Reading text:
+ + + +
This is followed by the image of Teresa Banks’ body floating down the river, in a manner that consciously evokes the discovery of Laura Palmer’s body at the start of Twin Peaks. However, Fire Walk With Me then introduces its first returning character from Twin Peaks: it is not Cooper, it is not Laura, it is not Harry. Instead, Fire Walk With Me understands that the most important returning influence is David Lynch, who drifted away from Twin Peaks in its second season, barring the occasional guest appearance and his role in the finale. That introductory shot of Gordon Cole affirms that David Lynch is back.
Indeed, despite its prequel setting, Fire Walk With Me seems to gesture as much to the future as to the past, albeit a future that few people could have imagined when the feature film was released. Fire Walk With Me is arguably much more aligned with Lynch’s aesthetic than the original series, which was something of a compromise with the formal constraints and expectations of nineties network television. As such, Fire Walk With Me feels very much “of a piece” with the revival that would follow years later, in terms of style and storytelling.

Let’s dance.
After all, Fire Walk With Me serves to set up a lot of ideas that would come to the fore in the revival. Phillip Jeffries would become an important character in the revival, despite the passing of David Bowie. His allusion to the secret meetings “above a convenience store” suggest imagery to which the revival would return. Jürgen Prochnow’s tiny cameo appearance as a woodsman at such a secret meeting establishes an important visual motif in the revival. More than that, the idea of returning to the start of the whole saga as a sort of bookend plays out in both Fire Walk With Me and the finale of the revival.
Even seemingly minor thematic touches within Fire Walk With Me are developed further in the revival television series. The early sequences in Deer Meadows fixate upon the power lines running into the park, with Chet drawn towards them. There is a suggestion that such cables form a network across the vast American frontier, the equivalent of ley lines for an industrial and post-atomic society. This idea becomes a recurring fascination with the revival, with electricity serving as something of a bridge between the two worlds.
Of course, there is an argument to be made that this is simply a result of Lynch enjoying more creative freedom on Fire Walk With Me, the film offering a more faithful expression of his artistic vision for Twin Peaks than was possible on ABC at the time. As a result, it makes sense that the revival would have a similar tone and vibe. The revival existed without most of the restrictions that Lynch faced on the original show, with a network that supported his unique creative vision. Fire Walk With Me seems to suggest the future of Twin Peaks on television, only delayed to a point when television could support such a bold vision.
(In fact, television becomes something of a recurring motif in Fire Walk With Me. When the film transitions to meetings of the ethereal entities influencing events, it transitions via television static, as if searching for the right channel. Indeed, the first of these interruptions comes at a point when Phillip Jeffries bursts on into the film; Jeffries introduced through the closed circuit television in the building. “It was a dream,” Phillip tries to warn his fellow agents. “We live inside a dream.” Phillip seems to almost grasp the nature of his existence as a fictional character. Being played by David Bowie might help.)

Yes, let’s.
+ + + +
Record list:

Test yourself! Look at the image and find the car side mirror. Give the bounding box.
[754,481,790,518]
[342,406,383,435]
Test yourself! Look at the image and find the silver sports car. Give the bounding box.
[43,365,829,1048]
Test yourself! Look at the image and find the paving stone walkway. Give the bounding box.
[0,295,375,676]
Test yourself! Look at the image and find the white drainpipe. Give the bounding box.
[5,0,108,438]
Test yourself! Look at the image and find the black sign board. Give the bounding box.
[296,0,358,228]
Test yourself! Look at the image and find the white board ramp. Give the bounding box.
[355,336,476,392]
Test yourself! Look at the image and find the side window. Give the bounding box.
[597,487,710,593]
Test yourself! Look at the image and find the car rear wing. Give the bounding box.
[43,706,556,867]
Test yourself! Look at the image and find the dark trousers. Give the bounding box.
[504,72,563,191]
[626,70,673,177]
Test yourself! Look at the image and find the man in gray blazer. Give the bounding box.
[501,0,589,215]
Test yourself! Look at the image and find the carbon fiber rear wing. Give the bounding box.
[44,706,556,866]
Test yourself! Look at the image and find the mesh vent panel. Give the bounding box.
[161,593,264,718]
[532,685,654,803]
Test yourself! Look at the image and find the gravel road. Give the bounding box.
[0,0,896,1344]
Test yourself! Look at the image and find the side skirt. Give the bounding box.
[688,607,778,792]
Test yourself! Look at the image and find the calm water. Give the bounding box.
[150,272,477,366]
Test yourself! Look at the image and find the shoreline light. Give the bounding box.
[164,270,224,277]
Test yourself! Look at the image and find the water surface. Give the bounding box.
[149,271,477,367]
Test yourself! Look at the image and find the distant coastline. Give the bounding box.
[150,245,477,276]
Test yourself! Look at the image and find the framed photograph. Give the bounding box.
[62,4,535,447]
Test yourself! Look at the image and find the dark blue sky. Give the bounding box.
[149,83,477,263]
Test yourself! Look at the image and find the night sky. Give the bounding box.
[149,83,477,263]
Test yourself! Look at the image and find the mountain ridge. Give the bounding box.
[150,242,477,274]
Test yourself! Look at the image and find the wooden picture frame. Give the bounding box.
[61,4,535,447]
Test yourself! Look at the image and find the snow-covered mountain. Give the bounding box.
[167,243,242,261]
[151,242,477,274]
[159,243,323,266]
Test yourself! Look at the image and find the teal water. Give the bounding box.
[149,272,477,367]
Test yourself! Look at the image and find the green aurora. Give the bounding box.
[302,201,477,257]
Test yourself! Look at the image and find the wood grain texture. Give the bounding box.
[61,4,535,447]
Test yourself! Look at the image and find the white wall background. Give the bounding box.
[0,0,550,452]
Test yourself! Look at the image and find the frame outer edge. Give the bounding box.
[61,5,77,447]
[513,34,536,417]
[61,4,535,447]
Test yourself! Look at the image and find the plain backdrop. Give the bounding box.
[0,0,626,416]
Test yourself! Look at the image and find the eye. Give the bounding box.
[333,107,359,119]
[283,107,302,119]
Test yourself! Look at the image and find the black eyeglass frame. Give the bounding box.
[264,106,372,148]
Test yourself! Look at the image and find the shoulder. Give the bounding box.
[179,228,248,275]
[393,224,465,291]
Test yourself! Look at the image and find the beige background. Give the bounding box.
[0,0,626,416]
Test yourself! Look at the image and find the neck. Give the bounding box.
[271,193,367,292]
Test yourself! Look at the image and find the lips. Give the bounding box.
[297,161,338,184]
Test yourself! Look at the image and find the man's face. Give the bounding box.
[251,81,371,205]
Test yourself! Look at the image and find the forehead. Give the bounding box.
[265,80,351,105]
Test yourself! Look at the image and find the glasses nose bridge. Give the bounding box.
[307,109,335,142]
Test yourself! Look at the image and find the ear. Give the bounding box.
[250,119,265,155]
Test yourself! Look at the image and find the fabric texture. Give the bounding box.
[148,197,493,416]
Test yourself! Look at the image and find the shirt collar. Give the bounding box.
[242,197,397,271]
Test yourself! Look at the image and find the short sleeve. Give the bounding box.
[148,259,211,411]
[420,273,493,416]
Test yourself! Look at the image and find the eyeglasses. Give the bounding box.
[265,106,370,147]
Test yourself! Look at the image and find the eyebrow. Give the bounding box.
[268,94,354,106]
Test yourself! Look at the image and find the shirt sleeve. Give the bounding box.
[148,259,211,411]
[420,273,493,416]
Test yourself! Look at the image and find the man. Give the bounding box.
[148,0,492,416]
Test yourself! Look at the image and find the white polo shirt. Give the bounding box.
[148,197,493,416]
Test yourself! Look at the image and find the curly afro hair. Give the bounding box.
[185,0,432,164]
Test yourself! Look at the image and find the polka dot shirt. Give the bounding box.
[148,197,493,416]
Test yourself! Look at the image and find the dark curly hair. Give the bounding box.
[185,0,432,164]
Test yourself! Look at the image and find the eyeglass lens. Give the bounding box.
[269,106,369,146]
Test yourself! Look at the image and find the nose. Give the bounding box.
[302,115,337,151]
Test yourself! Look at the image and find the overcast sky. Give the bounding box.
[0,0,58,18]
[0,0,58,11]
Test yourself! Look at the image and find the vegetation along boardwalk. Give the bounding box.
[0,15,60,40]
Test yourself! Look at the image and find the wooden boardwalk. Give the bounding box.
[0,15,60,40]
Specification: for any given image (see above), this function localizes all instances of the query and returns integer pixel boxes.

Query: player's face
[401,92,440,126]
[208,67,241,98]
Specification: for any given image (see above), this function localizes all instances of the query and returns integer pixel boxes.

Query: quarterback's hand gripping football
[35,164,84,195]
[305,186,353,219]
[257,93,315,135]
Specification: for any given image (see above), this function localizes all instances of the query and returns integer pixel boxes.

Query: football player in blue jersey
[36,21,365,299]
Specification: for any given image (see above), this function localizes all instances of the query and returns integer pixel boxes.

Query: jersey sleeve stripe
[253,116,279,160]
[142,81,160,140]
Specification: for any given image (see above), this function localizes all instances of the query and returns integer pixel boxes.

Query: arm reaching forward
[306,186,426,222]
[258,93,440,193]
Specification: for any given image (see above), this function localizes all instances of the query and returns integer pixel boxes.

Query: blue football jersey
+ + + +
Required work: Continue the essay on Fire Walk With Me and the Twin Peaks revival, starting right after its last line.

Answer:
Fire Walk With Me makes a point to stress how Twin Peaks has escaped the confines of network television. Bobby might still be a fifties greaser who bounces to the rhythms of Angelo Badalamenti’s score, but he now relishes the opportunity to curse. Laura’s suffering is no longer abstract and relayed through clipped exposition filtered through broadcast standards and practices; Fire Walk With Me can show Laura taking drugs, abusing her body, subjecting herself to cycles of physical abuse. The sexual violence in Twin Peaks is no longer at a remove, no longer coded, no longer implied. It is laid out for the audience to see.
Indeed, Fire Walk With Me is unflinching in its portrayal of depravity and brutality. Indeed, this may explain why the film provoked such a strong reaction. There is an argument to be made that Fire Walk With Me provides the audience with relatively little new information about the death of Laura Palmer, but that misses the point. Twin Peaks presented Laura’s suffering as a catalogue of trauma delivered by characters like Dale Cooper and Albert Rosenfield, but Laura always existed at a remove. Fire Walk With Me makes Laura tangible, and makes her suffering real rather than abstract. It is hard to watch, as it should be.
There is something provocative in all of this. The prequel setting was frustrating to some audience members, particularly the focus on a character who was dead before the first episode even aired and whose death had been solved less than half way through the second season. However, that is the point. Pop culture is full of stories of violence and brutality against women, both in films and television. These women are rarely anything more than plot devices, their murders puzzles to be worked through.
In the wake of the success of Silence of the Lambs, there was a cottage industry of television procedurals that kill scores of fictional women to spur weekly plots; CSI, Criminal Minds, Profiler. To be fair to Lynch and Frost, Twin Peaks was never cavalier about the death of Laura Palmer, but it had enough superficial similarities that it might easily be mistaken for that kind of story from a distance. Fire Walk With Me seems to exist as a repudiation of those similarities, to give Laura Palmer the spotlight and to turn her into more than just the abstract concept of a “poor dead girl.”

Mirroring Josie’s introduction from the pilot, which was juxtaposed with the discovery of Laura’s body.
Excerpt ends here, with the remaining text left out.